REQUEST
Identify each line in the material below that contains the string "target", and copy those lines out.

Records of image region outlines:
'''

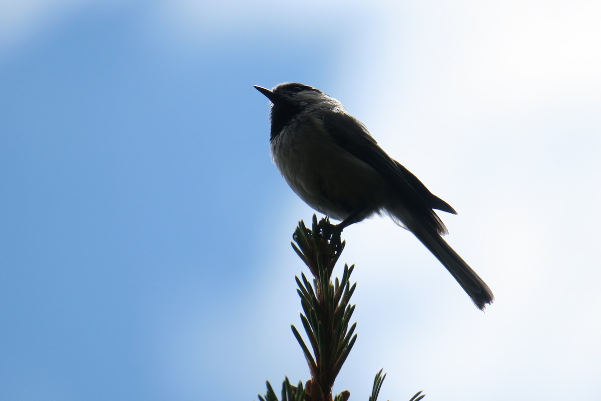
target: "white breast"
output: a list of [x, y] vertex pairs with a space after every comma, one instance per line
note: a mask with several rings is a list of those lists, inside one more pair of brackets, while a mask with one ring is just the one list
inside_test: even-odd
[[335, 144], [316, 118], [294, 121], [271, 143], [273, 161], [288, 185], [313, 209], [343, 220], [375, 212], [388, 185], [371, 167]]

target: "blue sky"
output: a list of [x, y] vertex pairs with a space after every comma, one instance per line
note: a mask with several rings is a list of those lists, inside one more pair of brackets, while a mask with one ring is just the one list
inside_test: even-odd
[[448, 201], [485, 314], [418, 242], [345, 230], [359, 338], [335, 389], [601, 396], [598, 5], [0, 5], [0, 398], [252, 399], [305, 380], [289, 246], [313, 212], [252, 87], [341, 100]]

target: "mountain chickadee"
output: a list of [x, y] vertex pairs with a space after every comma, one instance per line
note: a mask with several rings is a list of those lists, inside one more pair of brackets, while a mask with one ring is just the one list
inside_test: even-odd
[[335, 226], [338, 238], [353, 223], [388, 215], [436, 257], [478, 308], [492, 302], [488, 286], [442, 239], [447, 227], [432, 209], [455, 210], [389, 156], [340, 102], [296, 82], [254, 87], [272, 103], [269, 141], [278, 170], [307, 204], [341, 221]]

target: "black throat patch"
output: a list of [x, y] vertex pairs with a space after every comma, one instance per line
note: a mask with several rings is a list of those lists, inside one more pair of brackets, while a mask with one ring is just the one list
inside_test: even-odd
[[273, 141], [282, 130], [287, 127], [294, 117], [302, 111], [300, 105], [289, 102], [278, 102], [271, 109], [271, 137]]

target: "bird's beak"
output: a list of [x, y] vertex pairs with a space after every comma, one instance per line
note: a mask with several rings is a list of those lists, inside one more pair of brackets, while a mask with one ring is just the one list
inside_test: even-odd
[[256, 89], [259, 92], [261, 92], [261, 93], [263, 93], [264, 95], [265, 95], [268, 99], [271, 100], [272, 103], [275, 103], [274, 102], [276, 97], [275, 94], [270, 90], [269, 90], [267, 88], [263, 88], [263, 87], [260, 87], [257, 85], [254, 85], [252, 86], [255, 87], [255, 89]]

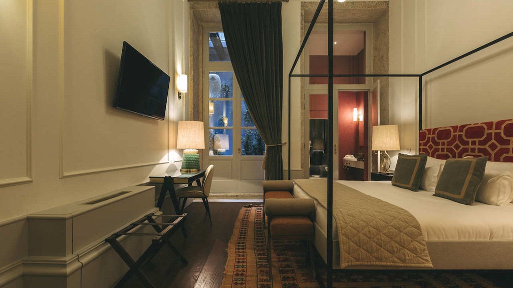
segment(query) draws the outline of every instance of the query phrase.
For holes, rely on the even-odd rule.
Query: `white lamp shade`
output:
[[[389,151],[400,149],[399,129],[397,125],[372,126],[373,150]]]
[[[228,150],[230,149],[230,139],[228,134],[215,134],[214,136],[214,149],[216,150]]]
[[[204,149],[205,132],[200,121],[178,122],[177,149]]]
[[[187,75],[181,74],[176,79],[176,89],[181,92],[187,92]]]

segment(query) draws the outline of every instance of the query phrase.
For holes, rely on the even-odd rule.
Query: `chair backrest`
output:
[[[203,177],[203,182],[202,186],[203,187],[203,193],[205,196],[208,197],[210,194],[210,187],[212,186],[212,177],[214,177],[214,166],[209,165],[207,168],[207,171],[205,172],[205,177]]]

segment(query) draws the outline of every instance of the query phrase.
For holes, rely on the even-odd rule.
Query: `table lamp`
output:
[[[372,126],[372,149],[383,151],[383,160],[381,162],[383,172],[390,171],[390,155],[387,151],[399,150],[399,129],[397,125]]]
[[[193,173],[200,171],[200,154],[198,149],[205,149],[204,134],[203,122],[178,122],[176,149],[185,149],[182,158],[181,172]]]

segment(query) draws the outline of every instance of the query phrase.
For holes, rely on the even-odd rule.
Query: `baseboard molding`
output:
[[[23,260],[17,261],[0,269],[0,287],[23,276]]]
[[[67,257],[27,257],[23,259],[23,276],[68,277],[82,268],[78,255]]]

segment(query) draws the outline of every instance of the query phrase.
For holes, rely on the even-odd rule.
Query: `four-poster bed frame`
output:
[[[513,32],[509,33],[493,41],[489,42],[484,45],[472,50],[461,56],[457,57],[450,60],[447,61],[432,69],[429,70],[421,74],[334,74],[333,67],[333,0],[328,0],[328,74],[292,74],[296,65],[299,60],[306,42],[313,26],[317,20],[321,11],[326,0],[321,0],[317,9],[314,13],[312,20],[306,31],[305,38],[303,40],[301,46],[296,56],[294,63],[290,69],[288,75],[288,140],[290,143],[290,86],[291,79],[294,77],[323,77],[328,78],[328,171],[327,176],[327,255],[326,257],[326,265],[327,273],[326,275],[327,286],[329,288],[332,286],[332,270],[333,270],[333,78],[335,77],[417,77],[419,78],[419,131],[422,129],[422,84],[423,77],[430,73],[435,72],[447,65],[453,63],[459,60],[472,55],[478,51],[491,46],[496,43],[508,38],[513,36]],[[288,178],[290,180],[290,145],[288,146]]]

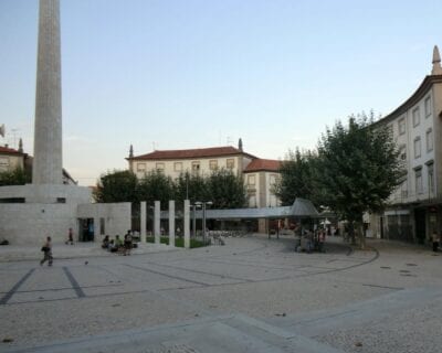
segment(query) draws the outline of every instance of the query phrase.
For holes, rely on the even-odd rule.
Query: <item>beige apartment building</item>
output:
[[[0,172],[12,171],[18,168],[32,170],[32,161],[33,158],[23,152],[23,142],[21,139],[18,150],[10,148],[8,145],[0,146]],[[77,184],[65,169],[63,169],[63,184]]]
[[[370,217],[376,237],[424,243],[442,233],[442,67],[439,50],[433,68],[394,111],[376,122],[387,126],[407,169],[389,207]]]
[[[10,148],[8,145],[0,146],[0,172],[11,171],[18,168],[24,169],[27,154],[19,148]]]
[[[273,207],[280,200],[273,193],[273,185],[280,178],[280,161],[260,159],[239,147],[210,147],[187,150],[155,150],[147,154],[134,156],[130,149],[129,170],[138,178],[151,171],[161,171],[177,179],[181,173],[210,175],[219,169],[242,174],[248,190],[250,207]]]

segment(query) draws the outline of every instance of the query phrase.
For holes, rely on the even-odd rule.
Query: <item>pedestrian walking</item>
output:
[[[46,242],[43,244],[42,249],[44,254],[43,259],[40,261],[40,266],[42,266],[48,260],[48,266],[52,266],[52,239],[51,237],[46,237]]]
[[[66,240],[65,244],[66,244],[66,245],[67,245],[67,244],[74,245],[74,232],[72,231],[72,228],[69,229],[69,233],[67,233],[67,240]]]
[[[439,234],[438,232],[433,231],[431,235],[431,239],[433,240],[433,252],[436,253],[439,248]]]

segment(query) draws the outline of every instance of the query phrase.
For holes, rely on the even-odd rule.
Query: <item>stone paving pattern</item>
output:
[[[440,352],[442,257],[369,245],[329,238],[326,254],[298,254],[293,238],[253,235],[133,256],[60,245],[53,267],[1,248],[0,339],[12,342],[0,351]]]

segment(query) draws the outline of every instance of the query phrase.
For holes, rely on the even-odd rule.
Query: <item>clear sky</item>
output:
[[[64,167],[82,185],[152,149],[315,148],[431,72],[441,0],[61,0]],[[0,143],[33,153],[36,0],[0,0]]]

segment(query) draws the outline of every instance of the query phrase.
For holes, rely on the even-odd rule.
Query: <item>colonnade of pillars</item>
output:
[[[155,244],[160,244],[161,231],[160,231],[160,202],[155,201],[154,204],[154,236]],[[185,222],[183,222],[183,234],[185,234],[185,247],[190,248],[190,201],[185,200]],[[147,207],[146,201],[141,201],[140,207],[140,240],[146,243],[146,217]],[[175,201],[169,201],[169,245],[175,246]]]

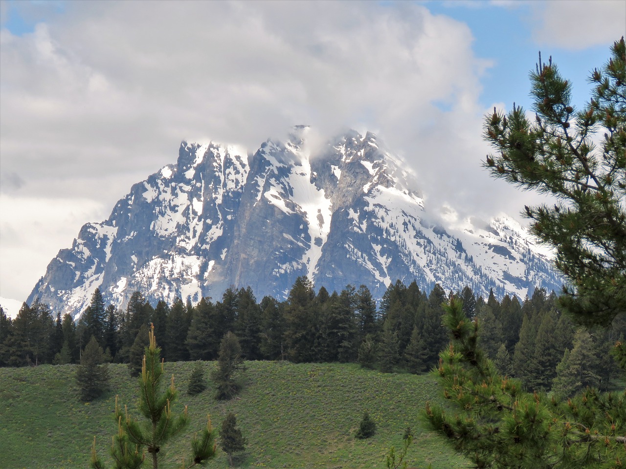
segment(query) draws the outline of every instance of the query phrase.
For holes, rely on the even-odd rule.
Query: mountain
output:
[[[136,290],[195,302],[250,286],[259,299],[282,298],[302,275],[330,291],[364,284],[377,298],[398,279],[522,298],[560,287],[550,253],[512,219],[451,223],[428,211],[412,174],[374,134],[314,147],[307,131],[297,126],[254,155],[182,142],[175,164],[133,185],[108,219],[86,224],[59,251],[29,304],[39,298],[76,316],[96,287],[121,308]]]

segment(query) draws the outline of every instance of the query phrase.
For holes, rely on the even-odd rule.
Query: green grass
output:
[[[212,398],[210,381],[208,389],[197,396],[185,393],[193,363],[165,364],[181,391],[173,410],[187,405],[191,421],[185,435],[163,449],[160,468],[177,467],[175,461],[188,455],[188,437],[201,429],[207,413],[218,427],[228,411],[237,415],[249,441],[238,460],[242,468],[385,468],[389,448],[402,446],[407,426],[414,435],[409,467],[468,466],[420,421],[426,401],[440,400],[430,376],[384,374],[357,365],[245,365],[242,393],[218,402]],[[214,366],[207,363],[207,370]],[[111,365],[110,370],[113,390],[84,404],[78,398],[74,365],[0,368],[0,468],[89,467],[94,435],[99,454],[110,467],[115,394],[131,415],[137,415],[136,380],[125,365]],[[376,422],[377,433],[356,440],[354,435],[365,410]],[[225,455],[218,452],[208,467],[228,467]]]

'''

FULL RESPONSE
target: "white breast"
target: "blue sky"
target: "mountain chickadee"
target: "black throat patch"
target: "bird's beak"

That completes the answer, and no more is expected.